EXERCISE SET:
**1)** List every distinct calendar year mentioned in the article on the appeals court ruling.
**2)** Reproduce part of the article on the appeals court ruling word for word. Begin at the words that contain "According to research" and stop after "Mar. 23, 2010.".

*** STUDY TEXT Section Begins ***

Appeals Court Finds Health Insurance Mandate Unconstitutional
A three-judge panel of the US Court of Appeals for the 11th Circuit ruled (2-1) that the insurance mandate of the Patient Protection and Affordable Care Act (PPACA) is unconstitutional. Friday’s ruling by the Atlanta court is the first appellate review to find the insurance mandate unconstitutional.
The requirement for Americans to purchase health insurance is a major provision of the Mar. 2010 health care overhaul championed by President Obama. The court upheld the constitutionality of the rest of the law, but said “what Congress cannot do under the Commerce Clause is mandate that individuals enter into contracts with private insurance companies for the purchase of an expensive product from the time they are born until the time they die.”
According to research by ProCon.org, courts have found PPACA constitutional in four cases and unconstitutional twice. Out of 24 lawsuits challenging the constitutionality of the Federal health care laws, 21 have challenged the requirement that individuals must purchase health insurance.
The concept of the individual health insurance mandate originated in 1989 at the conservative Heritage Foundation. In 1993, Republicans twice introduced health care bills that contained an individual health insurance mandate. The individual mandate did not become law until President Obama signed the Patient Protection and Affordable Care Act (HR 3590), sometimes referred to as “Obamacare,” into law on Mar. 23, 2010.

*** STUDY TEXT Section Ends ***
*** INFORMATION SUPPLIED Section Begins ***

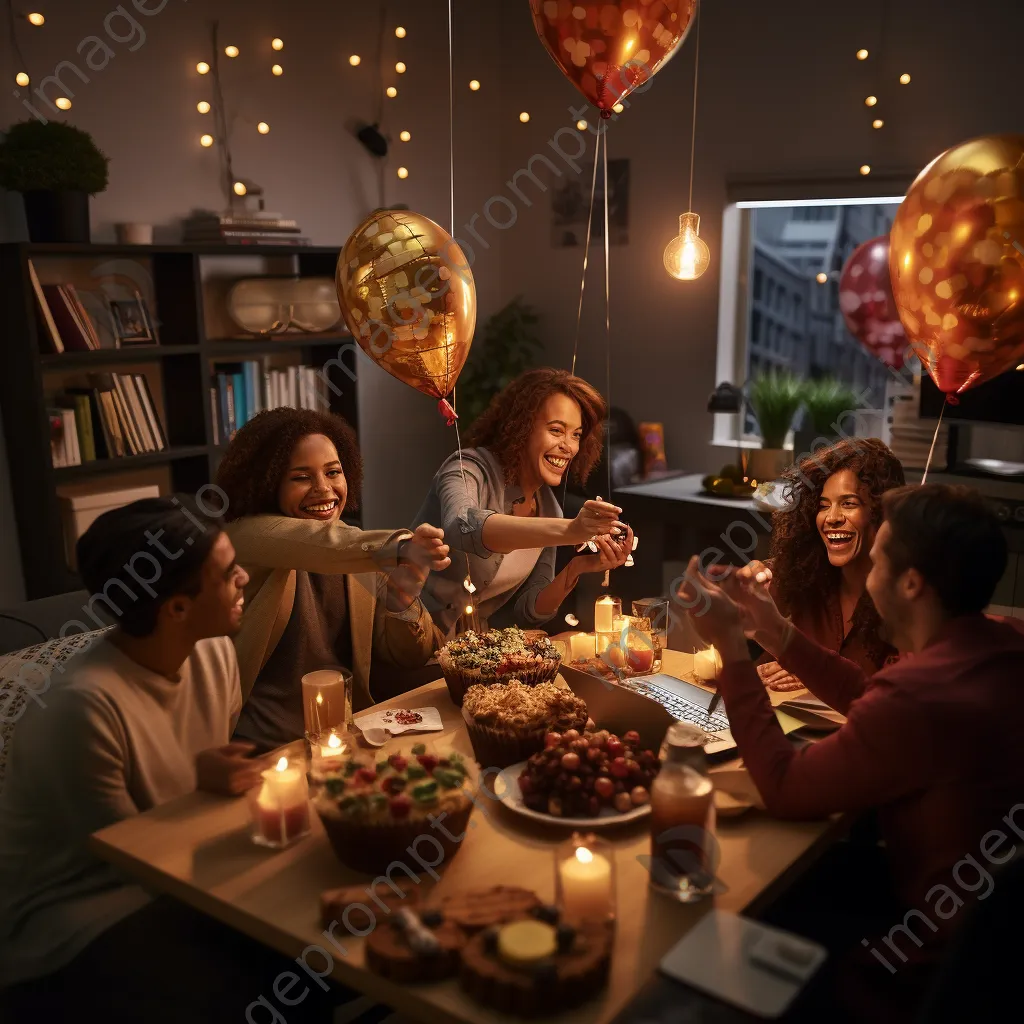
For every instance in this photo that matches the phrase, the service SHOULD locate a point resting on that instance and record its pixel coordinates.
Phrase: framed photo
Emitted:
(131, 322)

*** INFORMATION SUPPLIED Section Ends ***

RESULTS:
**1)** 1989, 1993, 2010

**2)**
According to research by ProCon.org, courts have found PPACA constitutional in four cases and unconstitutional twice. Out of 24 lawsuits challenging the constitutionality of the Federal health care laws, 21 have challenged the requirement that individuals must purchase health insurance.
The concept of the individual health insurance mandate originated in 1989 at the conservative Heritage Foundation. In 1993, Republicans twice introduced health care bills that contained an individual health insurance mandate. The individual mandate did not become law until President Obama signed the Patient Protection and Affordable Care Act (HR 3590), sometimes referred to as “Obamacare,” into law on Mar. 23, 2010.